→ Document section:
What is fashion’s place in a world that is rapidly running out of natural resources? 

The fashion industry’s disastrous environmental impact is no secret. Unsustainable agricultural systems and contamination from synthetic fibres, dyes and finishes continuously pollute ecosystems and decimate biodiversity throughout the value chain whilst simultaneously perpetuating socio-economic injustices. Consumerism has fuelled the desire for fast fashion, which is reliant on overconsumption of finite resources and intensive farming practices. Increasing amounts of fertilisers and pesticides are needed to meet these demands, degrading the soil which inhibits regeneration, resulting in a loss of arable land. For fashion to have a future, there needs to be an imminent shift to regenerative practices that protect biodiversity and support agricultural food systems.

Sunflowers could provide a solution. 

Sunflowers are utilised as a part of regenerative agricultural systems and aid climate mitigation through soil remediation and boosting biodiversity. Cultivated globally, sunflowers can be grown without fertilisers and can be companioned and rotated with other food crops. Their extensive roots establish a symbiotic relationship with beneficial microbes, bacteria and fungi that promote healthy soils. Sunflowers can withstand drought, and their natural resilience has made them a model for scientists studying climate change adaptation.

Natural-language descriptions of regions

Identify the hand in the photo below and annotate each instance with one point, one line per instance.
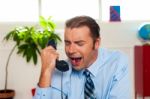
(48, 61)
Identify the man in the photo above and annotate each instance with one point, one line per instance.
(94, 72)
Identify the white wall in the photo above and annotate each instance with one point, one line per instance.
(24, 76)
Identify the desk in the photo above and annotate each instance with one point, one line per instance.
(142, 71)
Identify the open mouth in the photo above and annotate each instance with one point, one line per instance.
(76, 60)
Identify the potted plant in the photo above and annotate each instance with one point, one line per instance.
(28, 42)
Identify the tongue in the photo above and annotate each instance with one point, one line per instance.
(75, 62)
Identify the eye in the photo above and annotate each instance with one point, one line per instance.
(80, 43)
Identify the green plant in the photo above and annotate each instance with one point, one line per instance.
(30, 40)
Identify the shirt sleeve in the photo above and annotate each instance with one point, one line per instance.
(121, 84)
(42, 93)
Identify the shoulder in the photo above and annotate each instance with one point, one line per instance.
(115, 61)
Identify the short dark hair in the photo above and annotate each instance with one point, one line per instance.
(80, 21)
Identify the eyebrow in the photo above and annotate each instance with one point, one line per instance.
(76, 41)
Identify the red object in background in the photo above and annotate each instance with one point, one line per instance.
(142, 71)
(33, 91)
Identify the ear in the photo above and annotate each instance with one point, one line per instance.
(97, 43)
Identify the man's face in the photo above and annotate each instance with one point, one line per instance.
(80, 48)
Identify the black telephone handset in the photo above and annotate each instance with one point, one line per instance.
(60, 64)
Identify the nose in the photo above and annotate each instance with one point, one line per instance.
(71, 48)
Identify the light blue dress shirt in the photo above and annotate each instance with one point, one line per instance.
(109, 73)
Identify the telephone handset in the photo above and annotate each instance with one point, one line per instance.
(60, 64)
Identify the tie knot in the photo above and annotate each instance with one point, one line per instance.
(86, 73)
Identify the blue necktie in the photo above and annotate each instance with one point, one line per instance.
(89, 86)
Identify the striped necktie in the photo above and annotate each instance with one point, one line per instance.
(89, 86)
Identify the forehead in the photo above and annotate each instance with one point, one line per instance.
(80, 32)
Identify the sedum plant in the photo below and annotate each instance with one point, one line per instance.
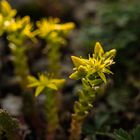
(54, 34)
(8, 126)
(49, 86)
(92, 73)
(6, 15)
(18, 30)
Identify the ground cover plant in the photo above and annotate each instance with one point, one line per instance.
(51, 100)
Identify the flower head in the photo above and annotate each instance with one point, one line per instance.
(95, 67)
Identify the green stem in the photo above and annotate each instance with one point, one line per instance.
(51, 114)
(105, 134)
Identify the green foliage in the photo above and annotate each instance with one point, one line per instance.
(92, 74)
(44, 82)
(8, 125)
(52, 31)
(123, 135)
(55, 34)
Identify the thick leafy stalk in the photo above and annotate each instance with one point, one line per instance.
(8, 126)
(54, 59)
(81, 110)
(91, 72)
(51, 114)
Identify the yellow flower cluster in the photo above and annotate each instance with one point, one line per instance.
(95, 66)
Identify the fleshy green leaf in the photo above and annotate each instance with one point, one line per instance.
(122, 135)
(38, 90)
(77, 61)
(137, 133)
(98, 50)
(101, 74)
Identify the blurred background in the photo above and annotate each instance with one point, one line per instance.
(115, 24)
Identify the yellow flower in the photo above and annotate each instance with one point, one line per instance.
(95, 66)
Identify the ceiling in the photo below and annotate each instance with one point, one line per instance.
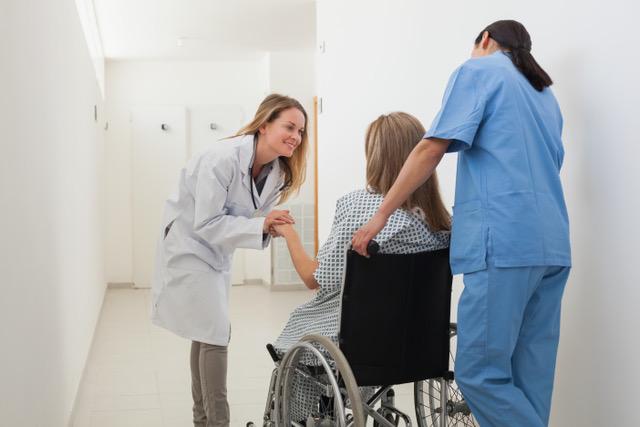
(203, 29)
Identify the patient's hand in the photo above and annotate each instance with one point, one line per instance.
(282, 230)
---
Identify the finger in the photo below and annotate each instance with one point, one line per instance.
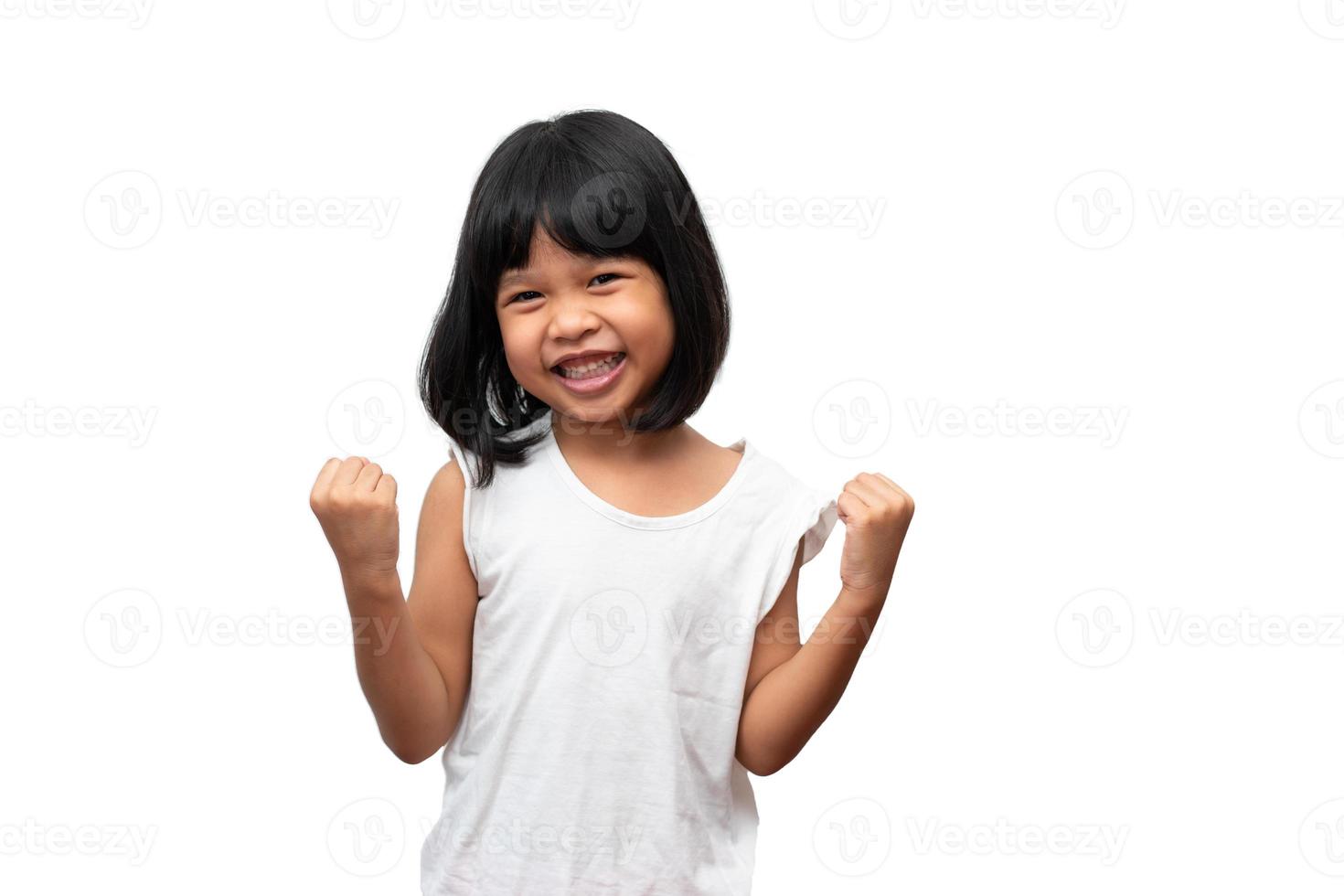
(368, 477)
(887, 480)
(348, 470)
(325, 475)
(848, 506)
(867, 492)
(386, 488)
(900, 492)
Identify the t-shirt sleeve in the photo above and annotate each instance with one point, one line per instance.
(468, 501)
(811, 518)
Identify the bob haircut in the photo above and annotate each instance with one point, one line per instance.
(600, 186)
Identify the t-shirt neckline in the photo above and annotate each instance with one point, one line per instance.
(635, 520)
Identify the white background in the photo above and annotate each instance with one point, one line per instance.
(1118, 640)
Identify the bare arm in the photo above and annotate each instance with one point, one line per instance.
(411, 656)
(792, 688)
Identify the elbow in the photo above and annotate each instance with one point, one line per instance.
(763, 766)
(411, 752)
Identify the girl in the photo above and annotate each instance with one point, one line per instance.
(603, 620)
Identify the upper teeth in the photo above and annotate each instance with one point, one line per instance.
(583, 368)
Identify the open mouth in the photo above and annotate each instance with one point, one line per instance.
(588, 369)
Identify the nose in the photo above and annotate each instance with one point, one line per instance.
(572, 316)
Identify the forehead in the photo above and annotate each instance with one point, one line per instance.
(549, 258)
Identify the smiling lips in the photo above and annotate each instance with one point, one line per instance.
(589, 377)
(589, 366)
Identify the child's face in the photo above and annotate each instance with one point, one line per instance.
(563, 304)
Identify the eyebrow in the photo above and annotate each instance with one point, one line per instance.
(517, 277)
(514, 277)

→ Your instructions:
Rewrite everything from "What is fashion’s" down to "provide a solution." in the passage on fashion and sunflowers, replacing "fast fashion" with "throwaway fashion".

→ Output:
What is fashion’s place in a world that is rapidly running out of natural resources? 

The fashion industry’s disastrous environmental impact is no secret. Unsustainable agricultural systems and contamination from synthetic fibres, dyes and finishes continuously pollute ecosystems and decimate biodiversity throughout the value chain whilst simultaneously perpetuating socio-economic injustices. Consumerism has fuelled the desire for throwaway fashion, which is reliant on overconsumption of finite resources and intensive farming practices. Increasing amounts of fertilisers and pesticides are needed to meet these demands, degrading the soil which inhibits regeneration, resulting in a loss of arable land. For fashion to have a future, there needs to be an imminent shift to regenerative practices that protect biodiversity and support agricultural food systems.

Sunflowers could provide a solution.